[Region labeling lines]
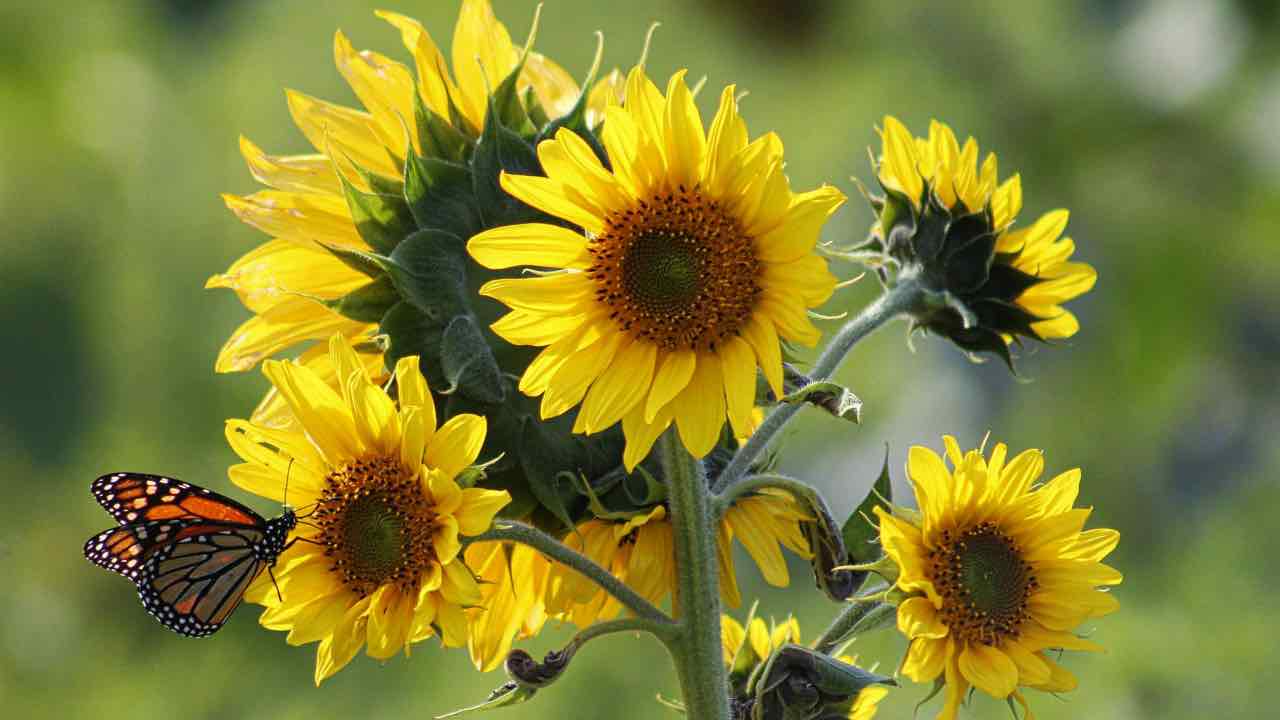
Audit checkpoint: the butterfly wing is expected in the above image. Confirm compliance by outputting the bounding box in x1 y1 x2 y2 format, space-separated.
136 527 266 637
90 473 264 527
84 520 182 583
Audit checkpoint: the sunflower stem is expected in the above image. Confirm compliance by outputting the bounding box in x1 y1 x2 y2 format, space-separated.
471 520 673 620
713 277 924 495
658 427 730 720
813 584 884 655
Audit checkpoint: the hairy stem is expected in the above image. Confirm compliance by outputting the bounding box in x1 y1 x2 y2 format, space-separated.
471 520 670 626
813 584 886 655
658 427 730 720
714 277 923 493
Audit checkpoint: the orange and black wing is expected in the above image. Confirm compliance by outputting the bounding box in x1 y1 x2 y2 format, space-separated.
90 473 265 528
84 519 266 637
137 527 266 637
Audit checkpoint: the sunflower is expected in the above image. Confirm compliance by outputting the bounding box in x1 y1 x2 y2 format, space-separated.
547 491 809 628
227 334 511 684
721 615 888 720
873 117 1097 355
467 67 845 461
206 0 586 373
876 437 1121 720
463 542 552 673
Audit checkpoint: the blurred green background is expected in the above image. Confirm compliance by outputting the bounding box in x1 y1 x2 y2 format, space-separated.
0 0 1280 720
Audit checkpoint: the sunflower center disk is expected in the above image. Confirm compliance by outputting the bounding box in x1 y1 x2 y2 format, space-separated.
588 188 760 350
929 523 1038 646
312 457 435 597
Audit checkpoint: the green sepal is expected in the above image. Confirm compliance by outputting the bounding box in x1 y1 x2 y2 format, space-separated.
750 643 897 720
413 85 475 163
435 680 538 720
388 229 468 320
534 61 612 168
438 315 507 405
338 165 417 255
471 105 545 228
404 154 481 238
481 59 538 141
840 446 893 587
324 275 401 323
522 86 550 128
782 380 863 423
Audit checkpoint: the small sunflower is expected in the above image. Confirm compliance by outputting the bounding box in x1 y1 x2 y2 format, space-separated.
873 117 1097 359
227 336 511 684
547 492 809 628
876 437 1121 720
206 0 583 373
463 542 552 673
721 615 888 720
467 67 845 461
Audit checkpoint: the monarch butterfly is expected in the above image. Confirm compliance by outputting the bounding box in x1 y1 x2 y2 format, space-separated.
84 473 298 638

> [The task]:
Copy out all of the lines above word for word, leaving out the pictures.

> [Response for this exercise]:
Audit checkpoint: the butterfly wing is expected in the above image. Confirm compliance by outputting the bounding box in x1 y1 x2 y2 format, space-separated.
136 527 266 637
90 473 264 527
84 520 182 583
Audit checkpoint: the sunflower stem is expected in the above image. Confirm compliance by outputting the bounding box in x1 y1 x2 y2 format, space-separated.
471 520 673 620
713 277 924 495
658 427 730 720
813 584 884 655
Audit checkpoint: the hairy stem is expected in the above image. Confirm compliance by outputting the bounding box in x1 y1 x2 y2 format, space-separated.
471 520 670 626
813 584 886 655
658 427 730 720
714 277 923 493
Audit checkpoint: the orange and black wing is expected in the above image. Confirm compliance by outputting the bounding box in x1 y1 x2 y2 format, space-separated.
90 473 265 528
84 519 266 637
137 527 266 637
Audit checkpoint: the sunflower is expected in the above image. Confirm compliance by outputting the bounding box in x1 y1 x2 y2 format, space-separated.
547 491 809 628
227 334 511 684
721 615 888 720
873 117 1097 355
467 67 845 461
206 0 586 373
876 437 1121 720
463 542 552 673
Audit checkpoint: the blurred green background is expected in the above image. Confirm compliance by outputting the bounding box in x1 y1 x2 y2 format, space-separated.
0 0 1280 720
Audit checkpoint: the sunflower center disk is expected in the above image. Confirm compliance by outputting the bounding box in x1 y1 x2 y2 format, space-separated.
588 188 760 350
929 523 1038 646
312 457 435 597
Audit checkpoint: the green sepal is expected in the above image. Confirm compliance by outputting the bounding box in x1 y1 x2 y2 format, space-separated.
750 643 897 720
413 85 475 163
435 680 538 720
388 229 468 320
534 61 612 168
438 315 507 405
338 165 417 255
471 105 545 228
404 154 481 238
481 59 538 141
840 446 893 587
324 275 401 323
522 86 550 128
782 380 863 423
Audit checkpoint: the small sunflower is expected in the above image. Confirm compliance by outputting the bounding box in x1 y1 x2 y2 format, space-separated.
873 117 1097 359
227 336 511 684
547 492 809 628
876 437 1121 720
206 0 583 373
463 542 552 673
721 615 888 720
467 67 845 461
Audit checkpoint: the monarch butterfly is expected in the above image. Confirm compliance by outputting the bounding box in x1 y1 x2 y2 format, space-separated.
84 473 298 638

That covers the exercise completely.